Dataset records
● ● ●
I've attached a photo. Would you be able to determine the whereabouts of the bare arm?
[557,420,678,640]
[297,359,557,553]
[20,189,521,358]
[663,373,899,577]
● ● ●
→ **Problem to solve**:
Rewrite the listing above as a Markdown table with two columns, Row and Line. Number each line in its own row and leave out any blank lines.

→ **Written response**:
| Row | Line |
|---|---|
| 1 | I've attached a photo. Would you be able to determine the whereabouts of the bare arm? |
| 2 | [557,420,678,640] |
| 3 | [297,359,557,553] |
| 4 | [20,189,521,358] |
| 5 | [663,373,899,577] |